Reproduce the following entries verbatim, starting at the line containing "ceiling, placing one marker per instance" and ending at the last of the entries.

━━━━━━━━━━━━━━━━

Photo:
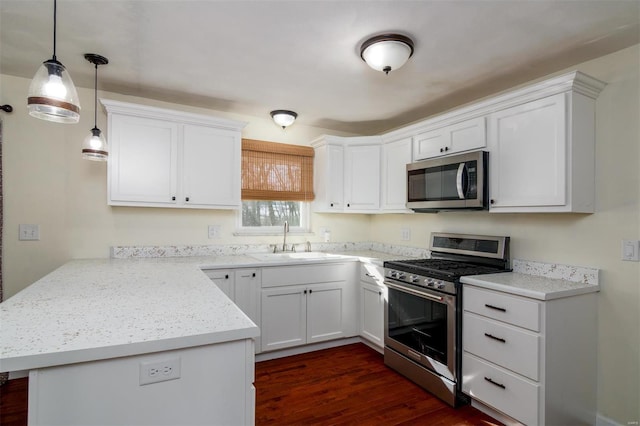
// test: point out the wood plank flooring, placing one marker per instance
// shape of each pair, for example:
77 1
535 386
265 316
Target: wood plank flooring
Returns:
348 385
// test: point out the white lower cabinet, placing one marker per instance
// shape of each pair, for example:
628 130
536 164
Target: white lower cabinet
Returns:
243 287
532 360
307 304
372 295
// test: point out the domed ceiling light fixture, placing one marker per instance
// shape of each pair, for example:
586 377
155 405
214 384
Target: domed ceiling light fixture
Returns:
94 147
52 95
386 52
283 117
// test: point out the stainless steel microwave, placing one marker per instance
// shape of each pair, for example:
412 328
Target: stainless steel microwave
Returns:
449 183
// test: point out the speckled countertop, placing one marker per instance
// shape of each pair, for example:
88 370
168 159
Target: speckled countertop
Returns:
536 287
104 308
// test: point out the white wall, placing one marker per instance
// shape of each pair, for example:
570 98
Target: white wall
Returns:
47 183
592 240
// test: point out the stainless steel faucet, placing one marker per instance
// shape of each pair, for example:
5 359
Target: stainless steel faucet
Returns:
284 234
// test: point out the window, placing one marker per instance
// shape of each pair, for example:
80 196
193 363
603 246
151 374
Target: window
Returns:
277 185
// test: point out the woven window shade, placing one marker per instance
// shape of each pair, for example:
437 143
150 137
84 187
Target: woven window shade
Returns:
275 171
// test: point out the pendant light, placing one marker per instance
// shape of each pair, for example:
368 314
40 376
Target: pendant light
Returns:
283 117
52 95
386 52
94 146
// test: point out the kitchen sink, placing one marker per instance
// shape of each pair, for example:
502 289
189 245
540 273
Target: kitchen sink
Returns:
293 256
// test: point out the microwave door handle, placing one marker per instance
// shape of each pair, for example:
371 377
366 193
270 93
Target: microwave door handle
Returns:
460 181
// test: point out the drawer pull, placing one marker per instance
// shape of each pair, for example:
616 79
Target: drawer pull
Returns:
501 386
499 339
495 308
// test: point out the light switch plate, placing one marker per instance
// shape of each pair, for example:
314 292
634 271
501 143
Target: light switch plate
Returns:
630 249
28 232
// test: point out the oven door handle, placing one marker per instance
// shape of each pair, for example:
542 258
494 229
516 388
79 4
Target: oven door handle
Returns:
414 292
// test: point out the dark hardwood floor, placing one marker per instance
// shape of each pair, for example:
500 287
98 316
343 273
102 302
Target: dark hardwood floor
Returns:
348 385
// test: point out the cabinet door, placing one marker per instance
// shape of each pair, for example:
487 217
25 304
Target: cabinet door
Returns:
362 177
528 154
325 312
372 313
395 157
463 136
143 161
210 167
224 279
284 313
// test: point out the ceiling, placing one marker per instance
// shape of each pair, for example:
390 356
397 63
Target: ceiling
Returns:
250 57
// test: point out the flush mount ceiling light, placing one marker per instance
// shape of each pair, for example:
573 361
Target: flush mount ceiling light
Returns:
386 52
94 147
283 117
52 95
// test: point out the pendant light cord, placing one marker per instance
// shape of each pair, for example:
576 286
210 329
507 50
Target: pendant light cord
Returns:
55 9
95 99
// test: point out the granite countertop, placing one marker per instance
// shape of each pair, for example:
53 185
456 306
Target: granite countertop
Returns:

━━━━━━━━━━━━━━━━

Complete response
// test: point out the ceiling, placing one marker per instance
// shape of each pair, for example:
390 356
397 63
Target: ceiling
Returns:
250 57
// test: point out the flush mount ceiling light, placing one marker per instance
// shape of each pair, for example:
573 361
Target: flush mount ceiling light
Returns:
386 52
94 147
283 117
52 95
// test: point out the pendant light cord, placing one marker per instance
// shape of each pair, for example:
576 286
210 329
507 50
Target: pendant light cord
Returns:
55 9
95 99
// test: point out the granite countertop, placing one marker per instance
// shape of each pair, for example:
53 185
456 306
Target: granite countertop
Returns:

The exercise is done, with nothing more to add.